*Trecho para leitura*.
----
Especial : Livro que deveria virar filme - Deus é meu Camarada | #1
Por Vinícius Martins @cinemarcante
Abrindo o novo especial do Papo de Cinemateca, trago uma literatura que é recomendação pessoal minha já há muitos anos. O livro francês ‘Deus é meu Camarada’, do autor também francês Cyril Massarotto, é um verdadeiro achado dentre tantas obras especulativas justamente porque se atém aos elementos mais humanos da relação entre o homem e o divino. A obra - genial, devo destacar - é escrita com uma sensibilidade rústica cheia de comicidade e referências à cultura pop (e com alguns acenos ao cinema também, inclusive), mas equilibrada com a dosagem certa para não deixar de lado os aspectos mais importantes da vida e o drama que cerca as tragédias pessoais mais dolorosas.
----
*Exercício*. Você pode editar o texto sobre o livro, de "Especial : Livro" a "pessoais mais dolorosas.", reescrevendo esse trecho com "genial" substituído por "brilhante"?
----
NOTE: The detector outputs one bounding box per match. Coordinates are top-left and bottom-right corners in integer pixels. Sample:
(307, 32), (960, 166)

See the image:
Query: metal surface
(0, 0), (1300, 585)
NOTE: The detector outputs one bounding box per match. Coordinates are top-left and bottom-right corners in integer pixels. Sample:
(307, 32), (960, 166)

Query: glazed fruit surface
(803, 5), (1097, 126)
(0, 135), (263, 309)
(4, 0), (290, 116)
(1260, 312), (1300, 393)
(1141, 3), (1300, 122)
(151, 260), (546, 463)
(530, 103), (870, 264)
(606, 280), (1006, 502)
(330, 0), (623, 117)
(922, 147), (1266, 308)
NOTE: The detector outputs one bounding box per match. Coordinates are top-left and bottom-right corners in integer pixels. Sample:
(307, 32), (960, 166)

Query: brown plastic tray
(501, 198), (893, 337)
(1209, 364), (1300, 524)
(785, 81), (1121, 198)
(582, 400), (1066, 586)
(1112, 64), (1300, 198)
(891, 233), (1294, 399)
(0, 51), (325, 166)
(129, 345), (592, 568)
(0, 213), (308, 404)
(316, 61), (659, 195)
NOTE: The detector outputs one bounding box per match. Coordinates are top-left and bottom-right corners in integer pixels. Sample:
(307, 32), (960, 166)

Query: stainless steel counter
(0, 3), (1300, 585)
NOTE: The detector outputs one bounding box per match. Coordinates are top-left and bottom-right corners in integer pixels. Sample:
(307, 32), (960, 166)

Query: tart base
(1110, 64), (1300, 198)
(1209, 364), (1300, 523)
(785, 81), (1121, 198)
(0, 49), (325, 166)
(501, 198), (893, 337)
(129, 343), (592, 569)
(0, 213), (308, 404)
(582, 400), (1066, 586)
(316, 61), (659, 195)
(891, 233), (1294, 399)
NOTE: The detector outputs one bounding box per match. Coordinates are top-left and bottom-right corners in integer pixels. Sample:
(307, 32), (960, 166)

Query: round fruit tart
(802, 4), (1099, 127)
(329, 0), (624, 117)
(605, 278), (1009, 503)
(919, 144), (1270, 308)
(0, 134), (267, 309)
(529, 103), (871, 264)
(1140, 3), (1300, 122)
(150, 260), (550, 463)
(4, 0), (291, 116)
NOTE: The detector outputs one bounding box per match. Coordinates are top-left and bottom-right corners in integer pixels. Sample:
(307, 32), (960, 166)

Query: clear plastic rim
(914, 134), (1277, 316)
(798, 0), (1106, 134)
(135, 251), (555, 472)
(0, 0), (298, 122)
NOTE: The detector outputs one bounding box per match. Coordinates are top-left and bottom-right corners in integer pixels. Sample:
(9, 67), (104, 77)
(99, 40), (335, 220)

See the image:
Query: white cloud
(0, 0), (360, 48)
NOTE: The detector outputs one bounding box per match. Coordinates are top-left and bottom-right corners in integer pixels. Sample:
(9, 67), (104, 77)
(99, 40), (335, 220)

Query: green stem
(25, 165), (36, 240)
----
*Solução*.
Especial : Livro que deveria virar filme - Deus é meu Camarada | #1
Por Vinícius Martins @cinemarcante
Abrindo o novo especial do Papo de Cinemateca, trago uma literatura que é recomendação pessoal minha já há muitos anos. O livro francês ‘Deus é meu Camarada’, do autor também francês Cyril Massarotto, é um verdadeiro achado dentre tantas obras especulativas justamente porque se atém aos elementos mais humanos da relação entre o homem e o divino. A obra - brilhante, devo destacar - é escrita com uma sensibilidade rústica cheia de comicidade e referências à cultura pop (e com alguns acenos ao cinema também, inclusive), mas equilibrada com a dosagem certa para não deixar de lado os aspectos mais importantes da vida e o drama que cerca as tragédias pessoais mais dolorosas.